Start of Source records

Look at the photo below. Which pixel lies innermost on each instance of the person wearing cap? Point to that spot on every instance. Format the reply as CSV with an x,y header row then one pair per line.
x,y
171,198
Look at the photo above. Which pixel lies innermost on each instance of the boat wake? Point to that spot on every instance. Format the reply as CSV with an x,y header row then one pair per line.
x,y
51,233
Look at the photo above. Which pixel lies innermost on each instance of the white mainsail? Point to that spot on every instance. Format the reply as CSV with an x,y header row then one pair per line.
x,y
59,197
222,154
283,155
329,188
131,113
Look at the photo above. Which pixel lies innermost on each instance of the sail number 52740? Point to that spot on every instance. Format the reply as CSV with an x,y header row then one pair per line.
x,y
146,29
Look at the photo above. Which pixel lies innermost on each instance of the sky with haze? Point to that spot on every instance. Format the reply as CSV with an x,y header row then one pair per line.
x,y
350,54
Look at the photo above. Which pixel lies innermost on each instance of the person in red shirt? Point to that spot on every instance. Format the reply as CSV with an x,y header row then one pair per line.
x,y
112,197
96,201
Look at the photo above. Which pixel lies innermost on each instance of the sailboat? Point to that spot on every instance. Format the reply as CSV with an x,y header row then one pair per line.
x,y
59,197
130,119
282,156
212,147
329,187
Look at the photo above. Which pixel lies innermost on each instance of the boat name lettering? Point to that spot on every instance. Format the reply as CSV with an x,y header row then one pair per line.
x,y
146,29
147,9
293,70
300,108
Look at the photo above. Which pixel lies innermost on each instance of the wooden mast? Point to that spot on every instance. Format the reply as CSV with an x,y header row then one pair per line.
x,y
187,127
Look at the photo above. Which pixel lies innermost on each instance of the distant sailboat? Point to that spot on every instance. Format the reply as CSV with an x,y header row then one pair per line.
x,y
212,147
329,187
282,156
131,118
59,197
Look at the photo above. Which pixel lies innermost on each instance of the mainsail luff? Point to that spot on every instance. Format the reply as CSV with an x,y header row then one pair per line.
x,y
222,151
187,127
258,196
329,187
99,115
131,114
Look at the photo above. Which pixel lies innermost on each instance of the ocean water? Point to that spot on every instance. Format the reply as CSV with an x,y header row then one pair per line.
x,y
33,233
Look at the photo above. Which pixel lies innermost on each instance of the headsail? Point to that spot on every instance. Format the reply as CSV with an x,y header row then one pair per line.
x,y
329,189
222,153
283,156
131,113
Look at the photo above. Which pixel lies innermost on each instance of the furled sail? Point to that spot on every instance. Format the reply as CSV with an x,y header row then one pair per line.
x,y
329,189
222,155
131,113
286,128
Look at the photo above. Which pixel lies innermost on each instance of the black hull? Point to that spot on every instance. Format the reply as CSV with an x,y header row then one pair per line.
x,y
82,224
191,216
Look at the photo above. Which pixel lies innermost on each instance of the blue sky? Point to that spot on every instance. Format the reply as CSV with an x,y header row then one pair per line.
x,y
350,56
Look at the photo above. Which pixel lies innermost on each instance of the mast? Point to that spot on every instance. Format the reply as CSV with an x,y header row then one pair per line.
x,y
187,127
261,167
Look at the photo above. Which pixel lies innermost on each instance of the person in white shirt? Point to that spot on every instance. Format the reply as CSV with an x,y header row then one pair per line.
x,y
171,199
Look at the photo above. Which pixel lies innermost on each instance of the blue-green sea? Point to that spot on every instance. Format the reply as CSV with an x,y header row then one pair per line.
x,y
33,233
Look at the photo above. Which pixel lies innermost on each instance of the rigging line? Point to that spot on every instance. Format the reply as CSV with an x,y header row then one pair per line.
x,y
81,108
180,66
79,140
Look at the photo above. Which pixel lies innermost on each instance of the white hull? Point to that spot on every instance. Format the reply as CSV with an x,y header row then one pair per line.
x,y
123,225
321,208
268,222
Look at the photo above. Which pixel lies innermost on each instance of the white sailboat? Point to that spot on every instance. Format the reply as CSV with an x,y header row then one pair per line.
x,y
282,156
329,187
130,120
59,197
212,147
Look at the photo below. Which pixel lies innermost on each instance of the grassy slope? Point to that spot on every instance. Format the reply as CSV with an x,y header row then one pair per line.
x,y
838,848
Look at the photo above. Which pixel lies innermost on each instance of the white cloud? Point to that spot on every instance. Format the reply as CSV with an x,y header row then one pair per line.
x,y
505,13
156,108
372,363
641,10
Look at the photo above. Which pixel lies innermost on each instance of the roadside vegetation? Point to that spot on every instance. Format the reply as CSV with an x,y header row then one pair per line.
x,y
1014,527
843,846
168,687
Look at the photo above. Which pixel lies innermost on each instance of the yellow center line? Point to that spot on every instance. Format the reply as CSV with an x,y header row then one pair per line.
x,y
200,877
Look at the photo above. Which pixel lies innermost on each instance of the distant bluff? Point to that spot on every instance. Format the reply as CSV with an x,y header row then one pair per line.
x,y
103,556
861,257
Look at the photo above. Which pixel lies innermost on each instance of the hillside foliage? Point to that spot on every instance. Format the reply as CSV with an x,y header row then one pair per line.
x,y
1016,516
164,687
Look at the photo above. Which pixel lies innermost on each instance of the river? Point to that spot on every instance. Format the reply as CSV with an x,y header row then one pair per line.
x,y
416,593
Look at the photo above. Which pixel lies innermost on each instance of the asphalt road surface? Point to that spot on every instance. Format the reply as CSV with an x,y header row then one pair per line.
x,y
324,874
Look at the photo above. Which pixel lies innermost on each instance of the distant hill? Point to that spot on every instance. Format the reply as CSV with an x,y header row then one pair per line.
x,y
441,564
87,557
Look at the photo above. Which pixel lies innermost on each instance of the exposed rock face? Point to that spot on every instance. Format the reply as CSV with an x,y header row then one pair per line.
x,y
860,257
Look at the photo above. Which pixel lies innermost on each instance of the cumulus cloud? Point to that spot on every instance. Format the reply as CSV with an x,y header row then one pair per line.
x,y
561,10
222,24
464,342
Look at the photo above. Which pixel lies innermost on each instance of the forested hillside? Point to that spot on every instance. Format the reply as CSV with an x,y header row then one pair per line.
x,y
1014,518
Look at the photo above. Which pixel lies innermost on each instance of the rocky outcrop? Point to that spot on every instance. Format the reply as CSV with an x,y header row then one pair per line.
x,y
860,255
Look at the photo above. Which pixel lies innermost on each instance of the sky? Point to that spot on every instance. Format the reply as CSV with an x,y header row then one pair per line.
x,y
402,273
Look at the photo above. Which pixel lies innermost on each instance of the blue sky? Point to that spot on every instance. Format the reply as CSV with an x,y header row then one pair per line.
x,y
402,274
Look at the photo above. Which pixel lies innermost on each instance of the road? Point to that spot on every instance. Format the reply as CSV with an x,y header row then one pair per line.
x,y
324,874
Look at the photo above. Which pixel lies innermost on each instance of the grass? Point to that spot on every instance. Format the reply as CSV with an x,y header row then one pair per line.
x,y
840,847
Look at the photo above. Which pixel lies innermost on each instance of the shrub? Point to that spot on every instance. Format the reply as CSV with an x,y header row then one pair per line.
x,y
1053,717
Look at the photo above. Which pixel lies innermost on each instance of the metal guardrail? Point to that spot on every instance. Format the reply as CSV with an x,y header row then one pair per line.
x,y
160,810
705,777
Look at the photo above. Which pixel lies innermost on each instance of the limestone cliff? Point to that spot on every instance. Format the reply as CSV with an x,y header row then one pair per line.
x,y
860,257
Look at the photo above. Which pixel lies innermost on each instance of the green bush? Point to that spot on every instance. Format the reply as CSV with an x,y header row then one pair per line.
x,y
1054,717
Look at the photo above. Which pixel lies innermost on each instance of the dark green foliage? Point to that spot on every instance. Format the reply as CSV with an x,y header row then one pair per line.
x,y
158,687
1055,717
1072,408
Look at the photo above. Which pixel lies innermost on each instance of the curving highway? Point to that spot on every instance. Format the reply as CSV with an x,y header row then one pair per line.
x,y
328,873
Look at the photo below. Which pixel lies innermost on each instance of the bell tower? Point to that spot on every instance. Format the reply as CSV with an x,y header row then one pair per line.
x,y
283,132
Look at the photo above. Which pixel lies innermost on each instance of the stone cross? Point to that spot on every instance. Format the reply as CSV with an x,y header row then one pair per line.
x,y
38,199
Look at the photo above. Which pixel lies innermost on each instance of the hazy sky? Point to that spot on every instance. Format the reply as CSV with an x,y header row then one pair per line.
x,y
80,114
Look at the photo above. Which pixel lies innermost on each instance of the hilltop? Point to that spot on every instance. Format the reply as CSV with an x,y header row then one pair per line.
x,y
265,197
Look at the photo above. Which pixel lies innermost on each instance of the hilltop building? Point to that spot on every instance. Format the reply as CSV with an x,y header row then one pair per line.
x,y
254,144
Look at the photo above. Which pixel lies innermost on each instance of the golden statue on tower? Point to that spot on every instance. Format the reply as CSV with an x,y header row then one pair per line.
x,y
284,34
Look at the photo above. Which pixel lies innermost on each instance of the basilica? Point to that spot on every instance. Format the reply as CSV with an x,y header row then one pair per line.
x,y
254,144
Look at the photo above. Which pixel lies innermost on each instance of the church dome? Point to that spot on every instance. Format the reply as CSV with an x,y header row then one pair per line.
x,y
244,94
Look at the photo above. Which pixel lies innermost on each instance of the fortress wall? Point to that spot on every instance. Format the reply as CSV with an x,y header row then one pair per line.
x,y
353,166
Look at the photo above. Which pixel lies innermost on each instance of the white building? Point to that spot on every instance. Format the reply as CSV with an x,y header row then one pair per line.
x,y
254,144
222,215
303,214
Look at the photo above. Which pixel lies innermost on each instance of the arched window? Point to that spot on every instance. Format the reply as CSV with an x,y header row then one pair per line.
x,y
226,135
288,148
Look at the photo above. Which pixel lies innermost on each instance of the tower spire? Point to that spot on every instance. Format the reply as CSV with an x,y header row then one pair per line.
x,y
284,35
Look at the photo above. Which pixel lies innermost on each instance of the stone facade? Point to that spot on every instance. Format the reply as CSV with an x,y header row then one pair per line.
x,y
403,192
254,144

End of Source records

- Goal of the exercise:
Set out exactly the run of lines that begins at the line holding "the white building?" and ends at the last line of the data.

- Task solution:
Look at the photo above. Which pixel lies innermost on each instance of the white building? Point to that spot on every instance. Format the reply as CSV with an x,y header row then one pair per line.
x,y
254,144
222,215
303,214
Look at the photo above. Which pixel lies innermost on each instance of the arched window? Point to that spot on every instance. Format the reply as CSV with an x,y header row then one pair per line.
x,y
226,135
288,148
Look at the photo above. Which pixel lies innermost on each instance of the tower spire? Point to that spot on every instance. Format the reply as CSV with an x,y header row then one pair per line.
x,y
284,35
Look at the photo above. Which pixel lies innermost on each instance of the stone facade? Point to that spot on every instance. Format the reply as CSV with an x,y header row then one pair per line.
x,y
403,192
254,144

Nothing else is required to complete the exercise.